## Set task
The records below must be output exactly, without pictures.

— START Records to process —

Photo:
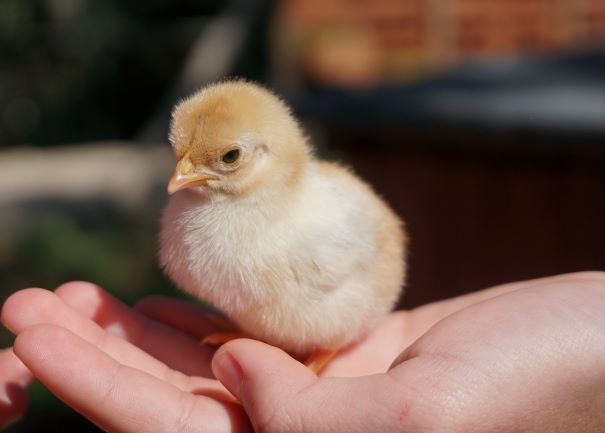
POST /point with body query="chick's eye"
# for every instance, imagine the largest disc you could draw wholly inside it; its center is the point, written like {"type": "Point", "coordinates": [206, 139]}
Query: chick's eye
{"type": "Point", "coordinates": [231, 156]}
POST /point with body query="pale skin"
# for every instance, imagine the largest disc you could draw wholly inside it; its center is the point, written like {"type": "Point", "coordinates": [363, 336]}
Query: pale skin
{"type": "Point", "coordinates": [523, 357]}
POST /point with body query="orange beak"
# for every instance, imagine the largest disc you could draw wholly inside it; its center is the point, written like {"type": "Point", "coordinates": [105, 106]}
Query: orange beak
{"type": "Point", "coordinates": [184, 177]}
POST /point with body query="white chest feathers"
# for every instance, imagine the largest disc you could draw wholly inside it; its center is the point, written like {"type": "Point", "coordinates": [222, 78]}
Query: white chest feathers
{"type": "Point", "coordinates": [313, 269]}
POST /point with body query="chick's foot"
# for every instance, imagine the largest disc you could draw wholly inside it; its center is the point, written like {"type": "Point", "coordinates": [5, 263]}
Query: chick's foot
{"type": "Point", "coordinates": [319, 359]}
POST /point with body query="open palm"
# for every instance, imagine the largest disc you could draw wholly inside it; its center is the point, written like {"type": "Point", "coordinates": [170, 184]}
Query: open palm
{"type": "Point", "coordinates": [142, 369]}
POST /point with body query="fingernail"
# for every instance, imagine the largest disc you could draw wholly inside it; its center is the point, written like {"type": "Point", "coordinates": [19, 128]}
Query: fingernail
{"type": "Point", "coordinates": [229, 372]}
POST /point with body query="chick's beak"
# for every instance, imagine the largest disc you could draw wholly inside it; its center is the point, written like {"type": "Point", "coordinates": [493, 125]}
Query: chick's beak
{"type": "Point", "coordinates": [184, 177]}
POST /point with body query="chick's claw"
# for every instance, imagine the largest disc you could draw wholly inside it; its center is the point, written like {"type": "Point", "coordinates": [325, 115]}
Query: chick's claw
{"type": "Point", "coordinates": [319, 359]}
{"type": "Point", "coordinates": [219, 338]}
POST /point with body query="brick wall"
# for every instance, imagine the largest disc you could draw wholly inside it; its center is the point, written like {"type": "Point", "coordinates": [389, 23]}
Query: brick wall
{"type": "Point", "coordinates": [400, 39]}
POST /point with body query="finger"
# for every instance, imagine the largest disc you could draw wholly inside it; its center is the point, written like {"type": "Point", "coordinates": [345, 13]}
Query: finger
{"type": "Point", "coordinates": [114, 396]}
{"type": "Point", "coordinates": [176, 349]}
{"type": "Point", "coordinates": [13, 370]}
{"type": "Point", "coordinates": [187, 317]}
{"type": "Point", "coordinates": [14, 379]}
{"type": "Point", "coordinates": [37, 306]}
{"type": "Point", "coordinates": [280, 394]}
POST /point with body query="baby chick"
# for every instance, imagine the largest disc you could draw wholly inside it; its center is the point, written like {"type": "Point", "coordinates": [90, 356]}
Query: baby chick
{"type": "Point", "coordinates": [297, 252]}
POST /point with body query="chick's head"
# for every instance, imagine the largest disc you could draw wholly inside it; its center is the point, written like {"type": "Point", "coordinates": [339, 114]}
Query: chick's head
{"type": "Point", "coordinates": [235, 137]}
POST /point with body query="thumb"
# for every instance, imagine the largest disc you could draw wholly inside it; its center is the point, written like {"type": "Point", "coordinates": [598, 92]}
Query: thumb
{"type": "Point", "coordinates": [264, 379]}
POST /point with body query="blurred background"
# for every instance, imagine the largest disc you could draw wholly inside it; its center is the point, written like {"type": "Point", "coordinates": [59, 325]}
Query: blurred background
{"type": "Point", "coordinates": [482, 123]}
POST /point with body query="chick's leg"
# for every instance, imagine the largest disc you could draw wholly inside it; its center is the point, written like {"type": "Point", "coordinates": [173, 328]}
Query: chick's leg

— END Records to process —

## Task output
Photo:
POST /point with body query="chick's eye"
# for every instance, imagine the largest disc you could draw wholly inside it; its center is the point, written like {"type": "Point", "coordinates": [206, 139]}
Query: chick's eye
{"type": "Point", "coordinates": [231, 156]}
POST /point with body query="pale skin"
# for every instance, imagine the largest disc you could draw wholly inside it; its center is the point, written like {"type": "Point", "coordinates": [363, 336]}
Query: pale skin
{"type": "Point", "coordinates": [523, 357]}
POST /point with body query="orange beak"
# for every instance, imagine the largest disc you could draw wholly inside it; its center is the point, written like {"type": "Point", "coordinates": [105, 106]}
Query: orange beak
{"type": "Point", "coordinates": [184, 177]}
POST /point with body query="white chest feathers"
# for every instance, imagine the largest disc you could draw wholly inside it; its center is the point, written like {"type": "Point", "coordinates": [222, 78]}
Query: white chest feathers
{"type": "Point", "coordinates": [313, 269]}
POST /point with body query="chick's foot"
# for every instance, imagine the largest disc you could draw wholly inside it; its center is the point, written like {"type": "Point", "coordinates": [5, 263]}
Query: chick's foot
{"type": "Point", "coordinates": [319, 359]}
POST /point with body query="open palm"
# for every instance, imagine the largest disc you could draw wholly inside it; its center is the point, written like {"type": "Point", "coordinates": [170, 184]}
Query: open palm
{"type": "Point", "coordinates": [142, 369]}
POST /point with body query="fingernail"
# for every instance, imagine the largest disc you could draw wholly inside it; its center is the point, written like {"type": "Point", "coordinates": [19, 128]}
Query: fingernail
{"type": "Point", "coordinates": [229, 372]}
POST /point with body query="chick's beak"
# for every instance, imagine the largest disc you could draw wholly inside it; its center is the point, written like {"type": "Point", "coordinates": [493, 125]}
Query: chick's beak
{"type": "Point", "coordinates": [184, 177]}
POST /point with body query="chick's claw"
# for every instance, imagine the largest disc you could draw wholly inside it; its center is the point, written like {"type": "Point", "coordinates": [325, 115]}
Query: chick's claw
{"type": "Point", "coordinates": [319, 359]}
{"type": "Point", "coordinates": [219, 338]}
POST /point with body query="brick wall"
# for every instance, imagine the largest disc you could draw wholly inside it; its center is the point, written like {"type": "Point", "coordinates": [389, 23]}
Query: brick wall
{"type": "Point", "coordinates": [400, 39]}
POST /point with body query="finger"
# for every instance, imagine the largest disc you could draw wholly inside it; its center is the point, written like {"type": "Point", "coordinates": [345, 13]}
Query: finger
{"type": "Point", "coordinates": [114, 396]}
{"type": "Point", "coordinates": [176, 349]}
{"type": "Point", "coordinates": [13, 370]}
{"type": "Point", "coordinates": [187, 317]}
{"type": "Point", "coordinates": [14, 379]}
{"type": "Point", "coordinates": [37, 306]}
{"type": "Point", "coordinates": [280, 394]}
POST /point with body query="baby chick"
# for every instance, imagine the largest disc you could draw wholly inside it; its center is the point, written like {"type": "Point", "coordinates": [90, 356]}
Query: baby chick
{"type": "Point", "coordinates": [297, 252]}
POST /point with body query="chick's head"
# for every instance, imagine the largest disc you could draw wholly inside it; its center is the point, written like {"type": "Point", "coordinates": [339, 114]}
Query: chick's head
{"type": "Point", "coordinates": [235, 137]}
POST /point with body query="thumb"
# for every instance, imagine the largest disc you could draw wholly inside it; its center is the point, written like {"type": "Point", "coordinates": [598, 92]}
Query: thumb
{"type": "Point", "coordinates": [264, 379]}
POST /point with body query="blurred background"
# for every instance, imagine the largest disc you could draw wholly inside it; its center is the point, written like {"type": "Point", "coordinates": [59, 325]}
Query: blurred background
{"type": "Point", "coordinates": [482, 123]}
POST /point with body query="chick's leg"
# for every instance, imagine the largest disc you could draw wholly inside it; its center is the point, written like {"type": "Point", "coordinates": [173, 328]}
Query: chick's leg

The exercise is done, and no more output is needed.